» Task description
List every line in the material below that has the word "before" in it, with uppercase and lowercase letters matching.

» Information supplied
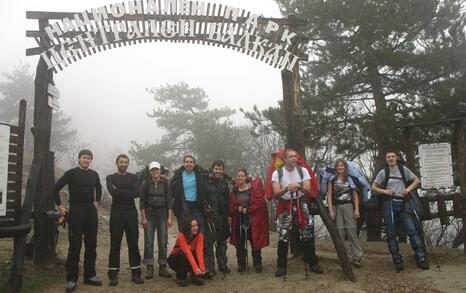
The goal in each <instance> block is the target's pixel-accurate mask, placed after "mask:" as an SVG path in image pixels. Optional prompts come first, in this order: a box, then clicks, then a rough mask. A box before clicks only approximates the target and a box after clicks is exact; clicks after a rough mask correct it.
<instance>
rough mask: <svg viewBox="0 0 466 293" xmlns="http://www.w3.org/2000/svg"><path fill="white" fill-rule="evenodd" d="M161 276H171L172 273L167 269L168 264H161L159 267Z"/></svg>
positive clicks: (159, 270)
mask: <svg viewBox="0 0 466 293" xmlns="http://www.w3.org/2000/svg"><path fill="white" fill-rule="evenodd" d="M159 276H160V277H164V278H171V276H172V274H170V272H169V271H168V270H167V266H166V265H165V266H160V267H159Z"/></svg>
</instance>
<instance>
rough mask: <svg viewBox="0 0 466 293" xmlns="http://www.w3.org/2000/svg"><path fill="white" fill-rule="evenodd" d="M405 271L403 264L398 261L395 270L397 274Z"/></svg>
mask: <svg viewBox="0 0 466 293" xmlns="http://www.w3.org/2000/svg"><path fill="white" fill-rule="evenodd" d="M403 269H404V266H403V262H401V261H397V262H395V270H396V272H397V273H399V272H401V271H402V270H403Z"/></svg>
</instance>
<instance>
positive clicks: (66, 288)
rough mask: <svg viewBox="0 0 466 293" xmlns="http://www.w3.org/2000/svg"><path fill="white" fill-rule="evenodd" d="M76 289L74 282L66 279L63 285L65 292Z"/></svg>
mask: <svg viewBox="0 0 466 293" xmlns="http://www.w3.org/2000/svg"><path fill="white" fill-rule="evenodd" d="M74 289H76V282H73V281H68V282H66V285H65V290H66V292H73V291H74Z"/></svg>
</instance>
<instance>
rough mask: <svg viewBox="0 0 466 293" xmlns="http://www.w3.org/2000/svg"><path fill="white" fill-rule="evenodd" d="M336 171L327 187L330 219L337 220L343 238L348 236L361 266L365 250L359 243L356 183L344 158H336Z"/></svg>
mask: <svg viewBox="0 0 466 293" xmlns="http://www.w3.org/2000/svg"><path fill="white" fill-rule="evenodd" d="M335 173H336V175H335V176H334V177H333V178H331V179H330V181H329V183H328V187H327V202H328V214H329V216H330V219H332V220H334V221H335V222H336V225H337V230H338V234H339V235H340V238H341V240H342V241H345V236H347V237H348V240H349V242H350V244H351V253H352V255H353V265H354V266H356V267H361V259H362V256H363V252H362V247H361V245H360V244H359V239H358V234H357V223H356V220H357V219H359V217H360V216H361V215H360V214H359V196H358V194H357V192H356V185H355V184H354V182H353V179H352V178H351V177H350V176H349V175H348V164H347V163H346V161H345V160H344V159H338V160H336V162H335Z"/></svg>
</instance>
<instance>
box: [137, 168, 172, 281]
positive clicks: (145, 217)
mask: <svg viewBox="0 0 466 293" xmlns="http://www.w3.org/2000/svg"><path fill="white" fill-rule="evenodd" d="M160 169H161V166H160V163H159V162H152V163H150V164H149V170H150V174H151V178H150V179H148V180H146V181H144V183H143V184H142V186H141V192H140V200H139V209H140V210H141V224H142V226H143V228H144V258H143V260H142V263H143V264H145V265H147V272H146V278H147V279H151V278H153V276H154V236H155V231H157V244H158V263H159V276H161V277H167V278H170V277H171V274H170V273H169V272H168V270H167V244H168V231H167V229H168V228H169V227H171V225H172V223H173V211H172V195H171V190H170V186H169V184H168V181H167V180H166V179H164V178H162V177H161V172H160Z"/></svg>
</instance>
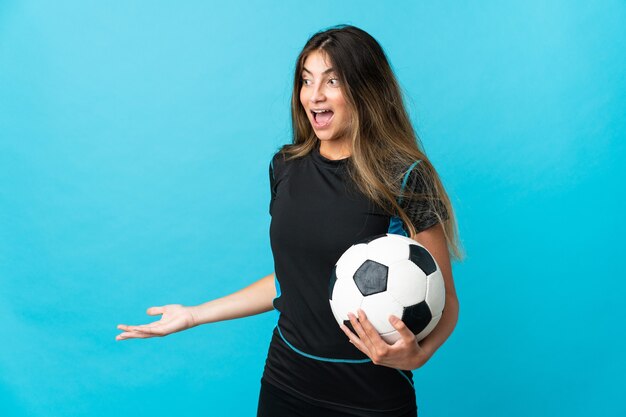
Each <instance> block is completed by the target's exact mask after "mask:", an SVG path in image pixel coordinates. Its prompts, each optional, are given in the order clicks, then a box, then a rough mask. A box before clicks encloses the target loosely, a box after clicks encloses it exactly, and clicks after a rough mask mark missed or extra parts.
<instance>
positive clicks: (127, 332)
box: [115, 332, 152, 340]
mask: <svg viewBox="0 0 626 417" xmlns="http://www.w3.org/2000/svg"><path fill="white" fill-rule="evenodd" d="M148 337H152V335H150V334H148V333H138V332H124V333H120V334H118V335H117V336H115V340H126V339H145V338H148Z"/></svg>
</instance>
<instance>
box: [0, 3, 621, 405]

» Task result
The goal in each <instance> block is the target's pixel-accurate mask, placed after "mask:" as an SVG path in image pixels. Optional prompts come first, in this order: a box, then clicks, then a rough mask. A box before clicks only approximates the target and a box after clicks is exact; clicks after a rough mask correct it.
Each <instance> block is completed by the target's exact mask after "mask:", an SVG path in image pixel coordinates. Its prompts, each optional, are given in the order clicks, then a box, then a rough mask. A box before clicks encloses the target loosely, a box after clicks encloses it exactly, and clicks after a rough mask mark missed or extra parts.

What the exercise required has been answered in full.